Task to complete:
Revise the listing from the line that contains "[locate] white high-rise" through the end of the listing, changing "high-rise" to "tower" and keeping everything else the same. Give back only those lines.

Listing:

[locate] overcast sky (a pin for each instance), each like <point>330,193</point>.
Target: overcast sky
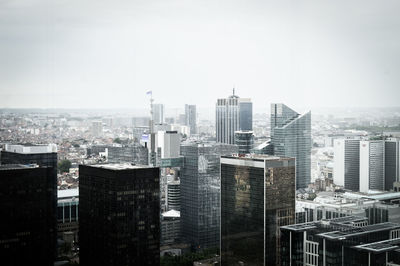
<point>107,54</point>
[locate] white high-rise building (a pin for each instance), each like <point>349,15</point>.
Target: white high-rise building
<point>372,165</point>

Finished task:
[locate] white tower building (a pin for each instance), each like <point>349,15</point>.
Target: white tower building
<point>372,165</point>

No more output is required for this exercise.